(Segmentation mask data)
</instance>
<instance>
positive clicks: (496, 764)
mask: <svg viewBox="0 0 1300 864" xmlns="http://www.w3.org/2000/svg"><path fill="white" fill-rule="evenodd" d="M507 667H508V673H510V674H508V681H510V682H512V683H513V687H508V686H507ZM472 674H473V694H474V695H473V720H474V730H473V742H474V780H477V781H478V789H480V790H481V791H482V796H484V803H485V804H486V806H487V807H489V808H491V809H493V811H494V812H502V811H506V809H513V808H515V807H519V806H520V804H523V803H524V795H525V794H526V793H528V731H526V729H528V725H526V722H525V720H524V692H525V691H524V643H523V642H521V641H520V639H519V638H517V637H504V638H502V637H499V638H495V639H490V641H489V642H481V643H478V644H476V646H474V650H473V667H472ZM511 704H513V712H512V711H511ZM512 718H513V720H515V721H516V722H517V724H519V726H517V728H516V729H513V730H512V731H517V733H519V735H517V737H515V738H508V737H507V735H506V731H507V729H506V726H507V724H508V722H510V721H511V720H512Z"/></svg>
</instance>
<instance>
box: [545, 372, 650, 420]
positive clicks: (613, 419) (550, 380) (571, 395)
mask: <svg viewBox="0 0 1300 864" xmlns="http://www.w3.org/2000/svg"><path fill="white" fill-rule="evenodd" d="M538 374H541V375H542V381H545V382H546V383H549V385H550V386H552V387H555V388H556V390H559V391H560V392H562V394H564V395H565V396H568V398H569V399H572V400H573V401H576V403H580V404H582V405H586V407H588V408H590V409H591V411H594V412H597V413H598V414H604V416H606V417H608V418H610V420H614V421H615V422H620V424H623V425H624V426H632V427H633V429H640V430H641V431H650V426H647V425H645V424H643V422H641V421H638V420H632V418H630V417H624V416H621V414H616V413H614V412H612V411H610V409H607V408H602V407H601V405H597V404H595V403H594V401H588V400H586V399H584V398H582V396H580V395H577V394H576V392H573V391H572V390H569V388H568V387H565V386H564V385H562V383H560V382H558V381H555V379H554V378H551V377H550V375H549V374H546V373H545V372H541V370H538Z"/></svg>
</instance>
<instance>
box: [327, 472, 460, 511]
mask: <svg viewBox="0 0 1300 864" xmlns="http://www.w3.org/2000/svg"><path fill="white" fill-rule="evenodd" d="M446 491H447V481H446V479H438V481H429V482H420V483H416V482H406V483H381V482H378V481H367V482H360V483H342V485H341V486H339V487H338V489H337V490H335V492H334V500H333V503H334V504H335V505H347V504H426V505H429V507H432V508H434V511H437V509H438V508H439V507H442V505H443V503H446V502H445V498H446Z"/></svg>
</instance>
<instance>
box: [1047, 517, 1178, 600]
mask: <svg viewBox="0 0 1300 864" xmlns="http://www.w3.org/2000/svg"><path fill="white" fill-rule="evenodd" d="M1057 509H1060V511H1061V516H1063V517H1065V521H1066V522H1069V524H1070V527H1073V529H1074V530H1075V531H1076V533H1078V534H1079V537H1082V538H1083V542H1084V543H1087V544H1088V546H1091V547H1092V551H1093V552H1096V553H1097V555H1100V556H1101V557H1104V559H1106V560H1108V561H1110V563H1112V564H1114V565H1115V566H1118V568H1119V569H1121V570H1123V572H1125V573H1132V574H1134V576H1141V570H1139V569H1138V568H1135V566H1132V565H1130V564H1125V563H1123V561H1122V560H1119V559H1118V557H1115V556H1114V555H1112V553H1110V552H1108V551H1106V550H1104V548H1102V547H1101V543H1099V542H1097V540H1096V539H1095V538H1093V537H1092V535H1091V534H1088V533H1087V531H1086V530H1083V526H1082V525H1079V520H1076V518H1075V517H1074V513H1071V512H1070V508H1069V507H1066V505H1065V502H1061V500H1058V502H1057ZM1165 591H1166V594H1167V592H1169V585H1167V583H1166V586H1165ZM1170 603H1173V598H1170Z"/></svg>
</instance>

**INSTRUCTIONS TO FOLLOW**
The entries above should be repeated exactly, every one of them.

**OUTPUT BELOW**
</instance>
<instance>
positive clicks: (496, 764)
mask: <svg viewBox="0 0 1300 864" xmlns="http://www.w3.org/2000/svg"><path fill="white" fill-rule="evenodd" d="M507 667H508V673H510V674H508V681H510V682H512V683H513V687H508V686H507ZM472 674H473V694H474V695H473V720H474V730H473V742H474V780H477V781H478V789H480V790H481V791H482V796H484V803H485V804H486V806H487V807H489V808H491V809H493V811H494V812H502V811H506V809H513V808H515V807H519V806H520V804H523V803H524V795H525V794H526V793H528V731H526V729H528V725H526V722H525V720H524V692H525V691H524V643H523V642H521V641H520V639H519V638H517V637H504V638H502V637H499V638H495V639H490V641H489V642H481V643H478V644H476V646H474V650H473V667H472ZM511 704H513V712H512V711H511ZM512 718H513V720H515V721H516V722H517V724H519V726H517V728H516V729H513V730H512V731H517V733H519V735H517V737H515V738H508V737H507V735H506V731H507V729H506V726H507V724H508V722H510V721H511V720H512Z"/></svg>
</instance>
<instance>
box: [545, 372, 650, 420]
positive clicks: (613, 419) (550, 380) (571, 395)
mask: <svg viewBox="0 0 1300 864" xmlns="http://www.w3.org/2000/svg"><path fill="white" fill-rule="evenodd" d="M538 374H541V375H542V381H545V382H546V383H549V385H550V386H552V387H555V388H556V390H559V391H560V392H562V394H564V395H565V396H568V398H569V399H572V400H573V401H576V403H580V404H582V405H586V407H588V408H590V409H591V411H594V412H597V413H598V414H604V416H606V417H608V418H610V420H614V421H615V422H620V424H623V425H624V426H632V427H633V429H640V430H641V431H650V426H647V425H645V424H643V422H641V421H638V420H632V418H630V417H624V416H621V414H616V413H614V412H612V411H610V409H607V408H602V407H601V405H597V404H595V403H594V401H588V400H586V399H584V398H582V396H580V395H577V394H576V392H573V391H572V390H569V388H568V387H565V386H564V385H562V383H560V382H558V381H555V379H554V378H551V377H550V375H549V374H546V373H545V372H541V370H538Z"/></svg>
</instance>
<instance>
box: [327, 472, 460, 511]
mask: <svg viewBox="0 0 1300 864" xmlns="http://www.w3.org/2000/svg"><path fill="white" fill-rule="evenodd" d="M446 491H447V481H446V479H438V481H429V482H420V483H416V482H406V483H381V482H378V481H367V482H360V483H342V485H341V486H339V487H338V489H337V490H335V492H334V500H333V503H334V504H335V505H347V504H426V505H429V507H432V508H434V511H437V509H438V508H439V507H442V505H443V503H446V502H445V498H446Z"/></svg>
</instance>
<instance>
box: [1047, 517, 1178, 600]
mask: <svg viewBox="0 0 1300 864" xmlns="http://www.w3.org/2000/svg"><path fill="white" fill-rule="evenodd" d="M1057 509H1060V511H1061V516H1063V517H1065V521H1066V522H1069V524H1070V527H1073V529H1074V530H1075V531H1076V533H1078V534H1079V537H1082V538H1083V542H1084V543H1087V544H1088V546H1091V547H1092V551H1093V552H1096V553H1097V555H1100V556H1101V557H1104V559H1106V560H1108V561H1110V563H1112V564H1114V565H1115V566H1118V568H1119V569H1121V570H1123V572H1125V573H1132V574H1134V576H1141V570H1139V569H1138V568H1135V566H1132V565H1130V564H1125V563H1123V561H1122V560H1119V559H1118V557H1115V556H1114V555H1112V553H1110V552H1108V551H1106V550H1104V548H1102V547H1101V543H1099V542H1097V540H1096V539H1095V538H1093V537H1092V535H1091V534H1088V533H1087V531H1086V530H1083V526H1082V525H1079V520H1076V518H1075V517H1074V513H1071V512H1070V508H1069V507H1066V505H1065V502H1061V500H1058V502H1057ZM1165 591H1166V594H1167V592H1169V585H1167V583H1166V586H1165ZM1170 603H1173V598H1170Z"/></svg>
</instance>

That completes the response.